## Text passage
========

VI. AFFIRMATIVE DEFENSES
With respect to plaintiff's claim for injunctive relief, it is clear that he is seeking federal interference with state court decisions. The District Court for the Western District of Virginia relied on the federal abstention doctrine of Younger v. Harris, 401 U.S. 37 (1971), in dismissing plaintiff's similar action before that court. Younger held that a federal court could not interfere with a pending state criminal prosecution. Id. at 54. This doctrine has subsequently been extended to state civil actions. Middlesex County Ethics Comm. v. Garden State Bar Assn., 457 U.S. 423, 432 (1982) ("[t]he policies underlying Younger are fully applicable to noncriminal judicial proceedings when important state interests are involved ) Ohio Civil Rights Commission v. Dayton Christian Sch., Inc., 477 U.S. 619, 628 (1986); Penzoil Co. v. Texaco Inc., 481 U.S. 1, 10 (1987).
Factors to he considered in determining whether abstention is appropriate with regard to a pending state civil proceeding are: "(1) whether a state civil procedure is pending at the time the federal litigation is commenced; (2) the magnitude of the state's interest in the proceeding; and (3) whether the federal plaintiff had the opportunity to litigate the federal issues in state court." Neustein, 732 F. Supp. at 341, citing Christ the King Regional High School v. Culvert, 815 F.2d 219, 224 (2d Cir. 1986), cert. denied, 484 U.S. 830 (1987); Donkor v. New York Human Resources Administration Special Services for Children, 673 F. Supp 1221, 1225 (S.D.N.Y. 1987).

========

(Excerpts from annotation records)

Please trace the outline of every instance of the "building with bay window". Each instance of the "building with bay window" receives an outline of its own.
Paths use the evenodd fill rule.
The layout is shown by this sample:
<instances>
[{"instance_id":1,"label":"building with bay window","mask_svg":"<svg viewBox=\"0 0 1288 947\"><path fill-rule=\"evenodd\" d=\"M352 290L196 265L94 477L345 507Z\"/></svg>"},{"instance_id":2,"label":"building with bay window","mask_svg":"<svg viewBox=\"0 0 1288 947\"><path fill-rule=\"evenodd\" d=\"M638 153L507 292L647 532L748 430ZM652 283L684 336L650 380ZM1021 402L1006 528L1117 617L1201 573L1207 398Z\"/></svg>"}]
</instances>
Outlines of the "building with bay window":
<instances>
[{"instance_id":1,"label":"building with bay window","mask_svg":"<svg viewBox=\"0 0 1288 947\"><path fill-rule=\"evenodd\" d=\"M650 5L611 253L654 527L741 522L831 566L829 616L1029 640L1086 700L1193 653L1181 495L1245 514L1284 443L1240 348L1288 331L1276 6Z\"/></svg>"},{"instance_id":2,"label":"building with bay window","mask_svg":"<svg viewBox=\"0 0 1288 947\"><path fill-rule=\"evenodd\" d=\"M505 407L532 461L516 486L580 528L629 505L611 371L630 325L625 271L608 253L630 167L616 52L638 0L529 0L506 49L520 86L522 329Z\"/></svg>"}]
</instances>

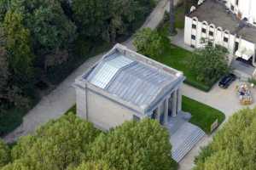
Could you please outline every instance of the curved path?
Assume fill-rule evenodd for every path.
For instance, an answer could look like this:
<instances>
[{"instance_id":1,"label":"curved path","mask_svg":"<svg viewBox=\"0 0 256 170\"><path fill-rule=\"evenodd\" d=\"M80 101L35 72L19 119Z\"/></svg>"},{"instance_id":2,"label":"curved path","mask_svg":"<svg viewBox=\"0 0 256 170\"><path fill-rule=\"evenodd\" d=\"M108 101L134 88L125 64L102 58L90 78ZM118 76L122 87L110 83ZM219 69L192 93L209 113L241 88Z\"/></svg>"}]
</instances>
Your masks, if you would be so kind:
<instances>
[{"instance_id":1,"label":"curved path","mask_svg":"<svg viewBox=\"0 0 256 170\"><path fill-rule=\"evenodd\" d=\"M178 0L176 0L176 3L177 2L178 2ZM156 28L161 21L166 8L168 8L168 0L160 0L142 28ZM134 49L132 39L133 38L131 37L123 44ZM75 70L53 92L44 96L41 101L24 116L23 123L14 132L5 136L3 139L9 143L15 141L19 137L34 132L38 126L44 124L50 119L60 117L75 104L75 90L72 86L75 78L82 75L88 68L100 60L102 55L103 54L89 59Z\"/></svg>"}]
</instances>

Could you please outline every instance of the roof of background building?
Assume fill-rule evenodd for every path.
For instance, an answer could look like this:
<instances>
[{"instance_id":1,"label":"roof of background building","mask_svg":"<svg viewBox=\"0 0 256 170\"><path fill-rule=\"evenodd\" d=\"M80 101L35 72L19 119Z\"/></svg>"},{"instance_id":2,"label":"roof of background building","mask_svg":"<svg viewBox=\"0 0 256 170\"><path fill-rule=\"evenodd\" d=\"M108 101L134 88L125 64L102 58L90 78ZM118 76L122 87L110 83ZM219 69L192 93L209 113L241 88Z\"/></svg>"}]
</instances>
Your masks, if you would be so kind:
<instances>
[{"instance_id":1,"label":"roof of background building","mask_svg":"<svg viewBox=\"0 0 256 170\"><path fill-rule=\"evenodd\" d=\"M241 36L244 39L256 44L256 28L246 26L238 29L241 20L233 14L226 11L223 3L215 0L206 0L200 7L192 12L189 17L197 17L200 21L207 21L208 24L214 24L224 30L230 31L232 34Z\"/></svg>"},{"instance_id":2,"label":"roof of background building","mask_svg":"<svg viewBox=\"0 0 256 170\"><path fill-rule=\"evenodd\" d=\"M173 73L176 74L115 50L104 57L84 78L108 93L145 109L166 87L173 87L181 77L183 80L181 72L175 70Z\"/></svg>"}]
</instances>

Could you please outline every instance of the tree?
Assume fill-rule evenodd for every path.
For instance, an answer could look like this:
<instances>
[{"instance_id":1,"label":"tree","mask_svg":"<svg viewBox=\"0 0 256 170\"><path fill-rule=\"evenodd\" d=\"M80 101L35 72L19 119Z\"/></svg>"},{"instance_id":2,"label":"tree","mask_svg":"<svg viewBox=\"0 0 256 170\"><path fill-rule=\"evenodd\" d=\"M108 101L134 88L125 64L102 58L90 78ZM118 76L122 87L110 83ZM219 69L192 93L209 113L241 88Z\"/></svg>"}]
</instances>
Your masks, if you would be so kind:
<instances>
[{"instance_id":1,"label":"tree","mask_svg":"<svg viewBox=\"0 0 256 170\"><path fill-rule=\"evenodd\" d=\"M156 58L165 52L170 45L170 41L168 37L160 35L156 31L144 28L135 35L133 44L138 53Z\"/></svg>"},{"instance_id":2,"label":"tree","mask_svg":"<svg viewBox=\"0 0 256 170\"><path fill-rule=\"evenodd\" d=\"M169 0L170 3L170 35L175 35L175 11L174 0Z\"/></svg>"},{"instance_id":3,"label":"tree","mask_svg":"<svg viewBox=\"0 0 256 170\"><path fill-rule=\"evenodd\" d=\"M7 12L9 5L8 0L1 0L0 1L0 23L3 21L5 13Z\"/></svg>"},{"instance_id":4,"label":"tree","mask_svg":"<svg viewBox=\"0 0 256 170\"><path fill-rule=\"evenodd\" d=\"M116 169L174 169L169 133L157 122L143 119L127 122L102 133L95 141L90 157L104 160Z\"/></svg>"},{"instance_id":5,"label":"tree","mask_svg":"<svg viewBox=\"0 0 256 170\"><path fill-rule=\"evenodd\" d=\"M65 15L60 0L14 0L11 9L24 15L38 55L65 48L75 38L76 27Z\"/></svg>"},{"instance_id":6,"label":"tree","mask_svg":"<svg viewBox=\"0 0 256 170\"><path fill-rule=\"evenodd\" d=\"M195 170L253 170L256 108L236 113L195 159Z\"/></svg>"},{"instance_id":7,"label":"tree","mask_svg":"<svg viewBox=\"0 0 256 170\"><path fill-rule=\"evenodd\" d=\"M98 133L91 123L70 113L20 139L12 157L32 170L66 169L80 164Z\"/></svg>"},{"instance_id":8,"label":"tree","mask_svg":"<svg viewBox=\"0 0 256 170\"><path fill-rule=\"evenodd\" d=\"M0 168L10 161L10 153L8 145L0 139Z\"/></svg>"},{"instance_id":9,"label":"tree","mask_svg":"<svg viewBox=\"0 0 256 170\"><path fill-rule=\"evenodd\" d=\"M194 53L191 71L195 72L198 81L211 85L230 71L227 55L226 48L208 44Z\"/></svg>"},{"instance_id":10,"label":"tree","mask_svg":"<svg viewBox=\"0 0 256 170\"><path fill-rule=\"evenodd\" d=\"M34 58L30 31L24 27L23 20L22 14L10 10L6 14L3 22L8 62L11 71L19 80L31 76Z\"/></svg>"},{"instance_id":11,"label":"tree","mask_svg":"<svg viewBox=\"0 0 256 170\"><path fill-rule=\"evenodd\" d=\"M108 8L109 14L104 37L114 43L118 35L128 34L129 26L142 11L136 0L111 0Z\"/></svg>"},{"instance_id":12,"label":"tree","mask_svg":"<svg viewBox=\"0 0 256 170\"><path fill-rule=\"evenodd\" d=\"M73 170L114 170L103 161L84 162L81 165L79 165L77 168L71 168L68 170L73 170Z\"/></svg>"},{"instance_id":13,"label":"tree","mask_svg":"<svg viewBox=\"0 0 256 170\"><path fill-rule=\"evenodd\" d=\"M102 37L108 17L107 3L105 0L73 1L74 20L82 35Z\"/></svg>"}]
</instances>

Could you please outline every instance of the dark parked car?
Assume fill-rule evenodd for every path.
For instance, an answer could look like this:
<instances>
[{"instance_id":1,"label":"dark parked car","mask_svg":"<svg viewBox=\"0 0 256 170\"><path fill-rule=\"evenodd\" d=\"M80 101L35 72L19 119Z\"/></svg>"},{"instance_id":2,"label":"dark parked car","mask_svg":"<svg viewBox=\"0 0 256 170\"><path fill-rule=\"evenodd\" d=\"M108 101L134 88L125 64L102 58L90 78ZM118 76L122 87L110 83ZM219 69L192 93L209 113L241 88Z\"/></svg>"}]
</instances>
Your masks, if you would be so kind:
<instances>
[{"instance_id":1,"label":"dark parked car","mask_svg":"<svg viewBox=\"0 0 256 170\"><path fill-rule=\"evenodd\" d=\"M236 76L230 73L224 76L218 82L218 86L223 88L227 88L236 79Z\"/></svg>"}]
</instances>

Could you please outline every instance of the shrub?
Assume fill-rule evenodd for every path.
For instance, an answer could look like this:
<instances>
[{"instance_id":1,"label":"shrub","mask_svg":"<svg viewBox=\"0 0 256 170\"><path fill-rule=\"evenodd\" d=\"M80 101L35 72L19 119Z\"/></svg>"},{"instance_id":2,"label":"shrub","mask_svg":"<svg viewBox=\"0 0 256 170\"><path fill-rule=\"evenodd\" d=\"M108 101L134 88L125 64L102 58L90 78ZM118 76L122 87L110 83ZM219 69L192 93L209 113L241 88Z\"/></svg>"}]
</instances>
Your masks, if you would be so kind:
<instances>
[{"instance_id":1,"label":"shrub","mask_svg":"<svg viewBox=\"0 0 256 170\"><path fill-rule=\"evenodd\" d=\"M0 139L0 168L10 161L9 148Z\"/></svg>"},{"instance_id":2,"label":"shrub","mask_svg":"<svg viewBox=\"0 0 256 170\"><path fill-rule=\"evenodd\" d=\"M196 74L196 79L207 85L214 83L218 79L230 71L226 48L211 44L204 48L197 49L191 60L191 71Z\"/></svg>"},{"instance_id":3,"label":"shrub","mask_svg":"<svg viewBox=\"0 0 256 170\"><path fill-rule=\"evenodd\" d=\"M253 170L256 167L256 108L236 113L202 149L195 170Z\"/></svg>"}]
</instances>

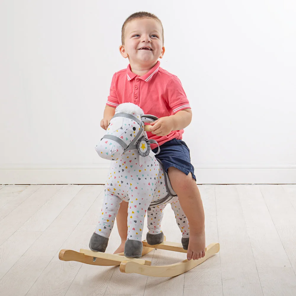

========

## Work to be completed
Type out the affirmative defenses passage word for word, starting at "Factors to he" and ending at "1225 (S.D.N.Y. 1987).".

## Answer to the task
Factors to he considered in determining whether abstention is appropriate with regard to a pending state civil proceeding are: "(1) whether a state civil procedure is pending at the time the federal litigation is commenced; (2) the magnitude of the state's interest in the proceeding; and (3) whether the federal plaintiff had the opportunity to litigate the federal issues in state court." Neustein, 732 F. Supp. at 341, citing Christ the King Regional High School v. Culvert, 815 F.2d 219, 224 (2d Cir. 1986), cert. denied, 484 U.S. 830 (1987); Donkor v. New York Human Resources Administration Special Services for Children, 673 F. Supp 1221, 1225 (S.D.N.Y. 1987).